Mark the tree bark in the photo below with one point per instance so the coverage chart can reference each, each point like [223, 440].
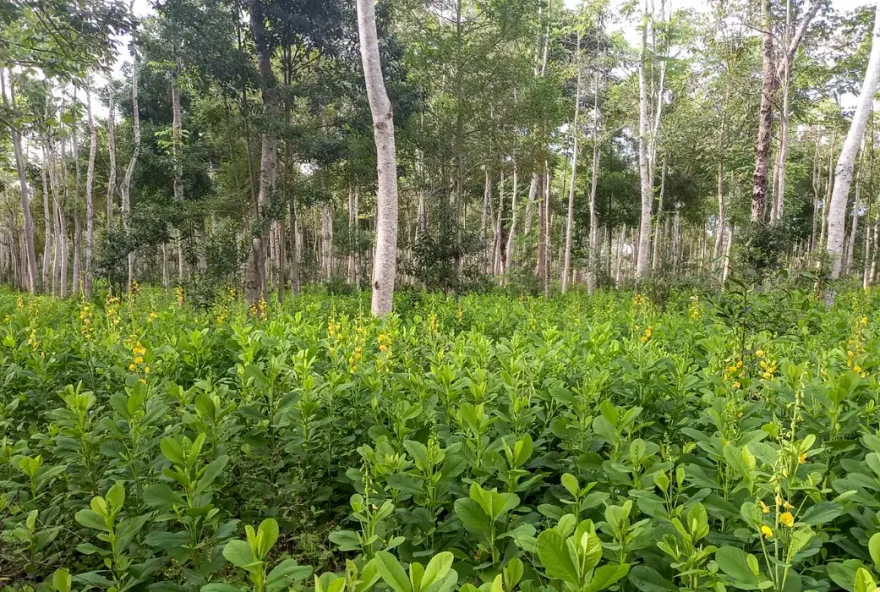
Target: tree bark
[760, 179]
[29, 254]
[125, 188]
[569, 221]
[176, 149]
[257, 283]
[844, 169]
[643, 260]
[385, 261]
[111, 150]
[90, 182]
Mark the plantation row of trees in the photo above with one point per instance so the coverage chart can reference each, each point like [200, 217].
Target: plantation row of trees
[534, 142]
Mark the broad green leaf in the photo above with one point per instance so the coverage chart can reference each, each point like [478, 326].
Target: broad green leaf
[556, 559]
[392, 572]
[238, 553]
[436, 569]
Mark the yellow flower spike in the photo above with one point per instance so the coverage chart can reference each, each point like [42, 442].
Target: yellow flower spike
[787, 519]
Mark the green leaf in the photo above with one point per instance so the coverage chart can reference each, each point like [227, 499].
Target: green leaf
[91, 519]
[648, 579]
[437, 569]
[171, 450]
[238, 553]
[864, 582]
[556, 559]
[735, 565]
[285, 574]
[874, 548]
[268, 534]
[607, 575]
[61, 580]
[821, 513]
[472, 517]
[392, 572]
[161, 497]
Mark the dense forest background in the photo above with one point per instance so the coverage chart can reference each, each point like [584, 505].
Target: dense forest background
[540, 144]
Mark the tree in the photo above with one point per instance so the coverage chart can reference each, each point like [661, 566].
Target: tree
[385, 261]
[843, 172]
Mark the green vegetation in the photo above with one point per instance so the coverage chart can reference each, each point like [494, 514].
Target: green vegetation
[512, 444]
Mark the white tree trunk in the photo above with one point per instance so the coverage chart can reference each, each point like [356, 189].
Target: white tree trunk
[125, 188]
[643, 261]
[844, 170]
[385, 263]
[569, 221]
[90, 182]
[29, 255]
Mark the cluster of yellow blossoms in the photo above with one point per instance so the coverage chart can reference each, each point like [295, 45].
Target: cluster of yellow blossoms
[138, 352]
[786, 518]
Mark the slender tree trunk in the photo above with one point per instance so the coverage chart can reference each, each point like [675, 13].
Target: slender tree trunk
[511, 237]
[326, 242]
[176, 150]
[760, 179]
[498, 255]
[569, 221]
[722, 212]
[658, 222]
[90, 182]
[592, 272]
[125, 188]
[47, 226]
[643, 259]
[257, 282]
[844, 170]
[111, 150]
[385, 262]
[29, 254]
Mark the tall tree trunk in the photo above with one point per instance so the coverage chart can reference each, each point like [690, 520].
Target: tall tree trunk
[658, 222]
[643, 258]
[843, 171]
[385, 262]
[327, 241]
[498, 254]
[511, 237]
[176, 149]
[722, 212]
[592, 272]
[257, 283]
[760, 179]
[90, 182]
[47, 225]
[569, 220]
[111, 150]
[125, 188]
[32, 282]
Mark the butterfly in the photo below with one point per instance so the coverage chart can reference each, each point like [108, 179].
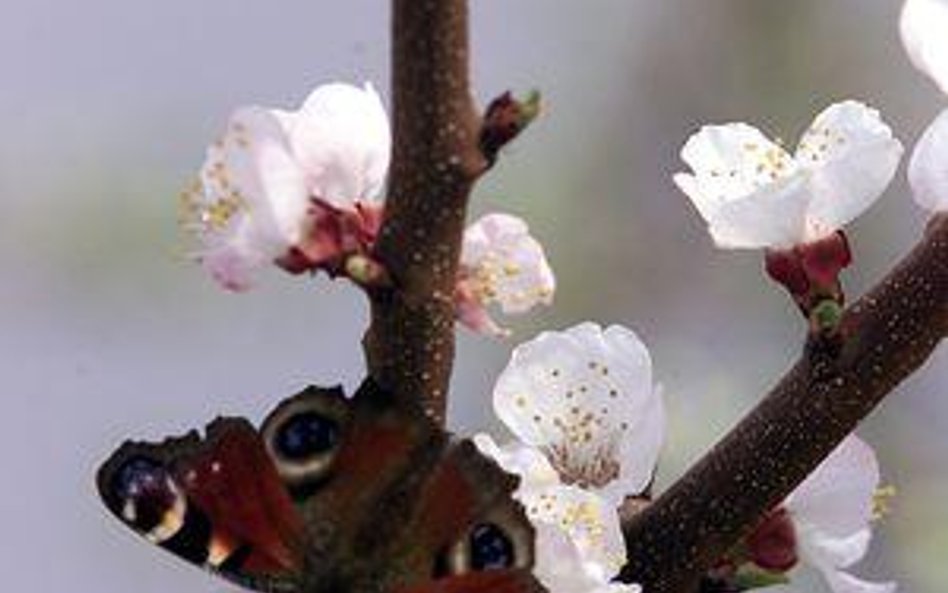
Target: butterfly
[331, 494]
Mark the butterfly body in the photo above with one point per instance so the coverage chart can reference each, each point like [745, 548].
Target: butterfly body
[331, 494]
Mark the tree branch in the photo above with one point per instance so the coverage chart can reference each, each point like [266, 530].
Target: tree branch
[410, 344]
[887, 335]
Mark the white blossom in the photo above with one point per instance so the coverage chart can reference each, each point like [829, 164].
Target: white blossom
[578, 546]
[923, 27]
[832, 511]
[753, 193]
[585, 398]
[928, 168]
[251, 202]
[501, 263]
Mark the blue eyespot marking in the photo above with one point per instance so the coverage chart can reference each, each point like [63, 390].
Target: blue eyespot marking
[306, 436]
[491, 549]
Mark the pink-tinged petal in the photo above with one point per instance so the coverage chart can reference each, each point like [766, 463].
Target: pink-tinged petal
[852, 157]
[472, 314]
[502, 263]
[342, 141]
[842, 582]
[589, 522]
[836, 500]
[521, 460]
[249, 205]
[775, 217]
[831, 552]
[746, 187]
[233, 266]
[585, 398]
[923, 25]
[928, 169]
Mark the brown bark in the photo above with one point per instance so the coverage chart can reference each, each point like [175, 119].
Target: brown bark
[887, 335]
[410, 343]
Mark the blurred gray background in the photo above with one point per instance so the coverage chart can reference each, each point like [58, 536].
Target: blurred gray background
[107, 332]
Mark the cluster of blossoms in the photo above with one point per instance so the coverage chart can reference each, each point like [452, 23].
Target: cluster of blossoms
[300, 189]
[589, 424]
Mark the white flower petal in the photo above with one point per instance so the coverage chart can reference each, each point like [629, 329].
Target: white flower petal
[923, 25]
[747, 188]
[249, 205]
[852, 157]
[639, 451]
[842, 582]
[928, 169]
[827, 552]
[579, 395]
[502, 263]
[342, 141]
[521, 460]
[589, 523]
[836, 499]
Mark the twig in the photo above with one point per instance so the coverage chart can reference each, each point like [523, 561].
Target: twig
[410, 344]
[887, 335]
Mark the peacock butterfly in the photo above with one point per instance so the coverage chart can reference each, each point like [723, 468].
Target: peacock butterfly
[331, 494]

What to work on
Find the line with "Mark the twig" in the listing above, then write out that line and each remaining line exactly, with no other text.

Exercise response
Mark the twig in the photo above with one point per instance so the coverage chart can reference each, each point like [523, 561].
Target: twig
[410, 344]
[887, 335]
Mark the peacock butterfly in the photo above with one point per instance so the coverage chart can reference each, each point like [723, 468].
Target: peacock butterfly
[331, 494]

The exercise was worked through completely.